* READING PASSAGE *
= = =
(Continued from page 26)

Is there a reason why the Romanovs are placed on soldiers' rations only two days before the treaty is signed and that within weeks afterward the family is ordered moved to their stop at Ekaterinburg?  Remember that Lenin owes the Kaiser's people a favour and there is a Benckendorff already living on a farm near Ekaterinburg who has Estonian papers for a boy roughly the same age as the Tsarevich Alexei.  The accepted version has it that the family was moved to Ekaterinburg because of the intervention of the Ural Soviet.  Could there be another reason that has to do with the Benckendorffs and that treaty?

The problem with this story is that the questions keep building one upon the other.  The fate of Nicholas II had been sealed from the moment of the abdication in the previous year and so the monarchy's last hope lay with the teenage boy with the blood disease.  Were those who sat across the table from Lenin's negotiators at Brest-Litovsk willing to sacrifice the Tsar to save his heir?  Is it more important to save the crown than the man who wears it?  Was Lenin willing to take a chance with the young Prince because the blood disease made his chances for long term survival slim and meant he was not seen as much of a threat?
= = =
* EXERCISE DESCRIPTION *
In the passage on the Romanovs, what does the accepted version give as the reason the family was moved to Ekaterinburg? These data come from a separate, unrelated source.

Data excerpts
= = =
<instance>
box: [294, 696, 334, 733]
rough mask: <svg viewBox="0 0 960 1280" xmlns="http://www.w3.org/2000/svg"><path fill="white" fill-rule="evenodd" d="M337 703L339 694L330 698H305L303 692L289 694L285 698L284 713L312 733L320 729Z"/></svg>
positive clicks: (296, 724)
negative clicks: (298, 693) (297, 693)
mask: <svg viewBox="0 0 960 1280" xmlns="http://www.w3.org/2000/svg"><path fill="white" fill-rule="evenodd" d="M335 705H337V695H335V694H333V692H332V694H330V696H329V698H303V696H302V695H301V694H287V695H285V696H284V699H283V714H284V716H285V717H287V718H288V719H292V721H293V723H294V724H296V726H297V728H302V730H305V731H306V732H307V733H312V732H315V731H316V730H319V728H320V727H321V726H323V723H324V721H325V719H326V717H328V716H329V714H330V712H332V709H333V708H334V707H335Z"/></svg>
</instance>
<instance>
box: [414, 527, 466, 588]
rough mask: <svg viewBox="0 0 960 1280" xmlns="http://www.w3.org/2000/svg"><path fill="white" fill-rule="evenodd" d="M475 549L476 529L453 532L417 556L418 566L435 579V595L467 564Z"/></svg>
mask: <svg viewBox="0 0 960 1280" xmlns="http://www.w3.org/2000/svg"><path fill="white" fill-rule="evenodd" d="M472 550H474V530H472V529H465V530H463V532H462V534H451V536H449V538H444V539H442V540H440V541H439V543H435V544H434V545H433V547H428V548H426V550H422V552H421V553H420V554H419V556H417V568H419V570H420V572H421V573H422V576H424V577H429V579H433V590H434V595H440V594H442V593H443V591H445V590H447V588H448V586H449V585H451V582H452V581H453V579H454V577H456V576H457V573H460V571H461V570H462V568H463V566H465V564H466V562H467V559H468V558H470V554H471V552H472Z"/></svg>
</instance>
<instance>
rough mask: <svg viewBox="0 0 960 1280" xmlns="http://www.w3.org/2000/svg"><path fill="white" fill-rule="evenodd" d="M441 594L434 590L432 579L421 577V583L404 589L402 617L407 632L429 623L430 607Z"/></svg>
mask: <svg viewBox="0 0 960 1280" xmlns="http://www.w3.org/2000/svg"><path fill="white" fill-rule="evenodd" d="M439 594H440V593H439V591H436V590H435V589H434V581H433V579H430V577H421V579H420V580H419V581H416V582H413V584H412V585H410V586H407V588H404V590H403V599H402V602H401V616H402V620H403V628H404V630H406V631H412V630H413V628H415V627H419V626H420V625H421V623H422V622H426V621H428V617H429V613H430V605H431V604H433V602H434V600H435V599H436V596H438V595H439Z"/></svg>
= = =
* ANSWER SPACE *
The intervention of the Ural Soviet.